Saved entries
>> begin
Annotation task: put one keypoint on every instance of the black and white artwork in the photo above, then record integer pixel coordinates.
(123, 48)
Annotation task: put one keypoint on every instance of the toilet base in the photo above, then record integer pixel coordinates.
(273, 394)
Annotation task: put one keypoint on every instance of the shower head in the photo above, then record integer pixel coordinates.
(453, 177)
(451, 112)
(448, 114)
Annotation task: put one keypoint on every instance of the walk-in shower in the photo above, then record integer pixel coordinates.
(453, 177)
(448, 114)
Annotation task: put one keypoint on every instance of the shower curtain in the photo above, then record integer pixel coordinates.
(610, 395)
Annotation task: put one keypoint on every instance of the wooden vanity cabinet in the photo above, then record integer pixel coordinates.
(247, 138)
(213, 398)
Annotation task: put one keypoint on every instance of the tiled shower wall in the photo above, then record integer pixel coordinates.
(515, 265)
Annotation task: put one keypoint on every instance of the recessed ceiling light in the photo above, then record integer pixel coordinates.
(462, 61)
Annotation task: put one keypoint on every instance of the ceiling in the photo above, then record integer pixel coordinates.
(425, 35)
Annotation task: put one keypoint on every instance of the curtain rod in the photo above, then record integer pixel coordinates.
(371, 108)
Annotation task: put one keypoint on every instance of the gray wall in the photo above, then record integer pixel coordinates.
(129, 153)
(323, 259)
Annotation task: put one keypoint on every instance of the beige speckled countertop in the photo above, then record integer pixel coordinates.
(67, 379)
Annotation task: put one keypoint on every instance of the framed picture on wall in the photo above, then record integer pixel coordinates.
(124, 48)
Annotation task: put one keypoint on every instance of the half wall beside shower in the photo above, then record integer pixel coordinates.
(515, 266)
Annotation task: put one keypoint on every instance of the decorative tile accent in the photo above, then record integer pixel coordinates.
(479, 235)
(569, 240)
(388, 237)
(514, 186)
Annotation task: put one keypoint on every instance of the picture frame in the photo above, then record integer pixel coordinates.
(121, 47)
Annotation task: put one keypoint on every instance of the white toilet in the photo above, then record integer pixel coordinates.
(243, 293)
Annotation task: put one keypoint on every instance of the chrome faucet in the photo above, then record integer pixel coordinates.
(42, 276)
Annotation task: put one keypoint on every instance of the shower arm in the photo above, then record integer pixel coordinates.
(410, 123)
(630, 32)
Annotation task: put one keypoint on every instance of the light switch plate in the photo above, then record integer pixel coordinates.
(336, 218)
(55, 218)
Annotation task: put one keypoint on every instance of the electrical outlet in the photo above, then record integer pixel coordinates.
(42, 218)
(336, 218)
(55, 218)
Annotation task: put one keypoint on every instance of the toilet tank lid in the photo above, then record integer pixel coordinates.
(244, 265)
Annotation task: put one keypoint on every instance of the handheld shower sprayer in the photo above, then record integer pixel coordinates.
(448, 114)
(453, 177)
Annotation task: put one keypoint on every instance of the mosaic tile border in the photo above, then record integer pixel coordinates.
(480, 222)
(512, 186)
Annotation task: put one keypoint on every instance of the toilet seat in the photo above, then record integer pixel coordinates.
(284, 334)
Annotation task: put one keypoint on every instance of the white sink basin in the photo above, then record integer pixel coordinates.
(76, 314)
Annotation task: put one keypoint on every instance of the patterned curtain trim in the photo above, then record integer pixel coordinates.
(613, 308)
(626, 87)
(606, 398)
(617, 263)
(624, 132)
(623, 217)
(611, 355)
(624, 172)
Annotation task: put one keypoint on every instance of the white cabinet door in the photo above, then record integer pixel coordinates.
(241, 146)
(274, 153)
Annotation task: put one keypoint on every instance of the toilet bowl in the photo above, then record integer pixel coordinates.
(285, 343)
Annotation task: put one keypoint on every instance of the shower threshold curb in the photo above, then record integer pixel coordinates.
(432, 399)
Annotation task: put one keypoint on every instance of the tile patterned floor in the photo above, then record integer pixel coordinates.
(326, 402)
>> end
● **Goal**
Reproduce everything from the line containing "the toilet bowl" down to the end of the listing, keeping both of those lines.

● **Response to this exercise**
Annotation task: put one keypoint on every instance of the toilet bowl in the photo above, then record integer pixel coordinates.
(285, 343)
Annotation task: put one keypoint on every instance of the shower threshold curb in the photo above, then record integer pixel coordinates.
(432, 399)
Annotation task: put one keypoint on every instance of the tile patterned floor in the photo above, then record integer pixel coordinates.
(326, 402)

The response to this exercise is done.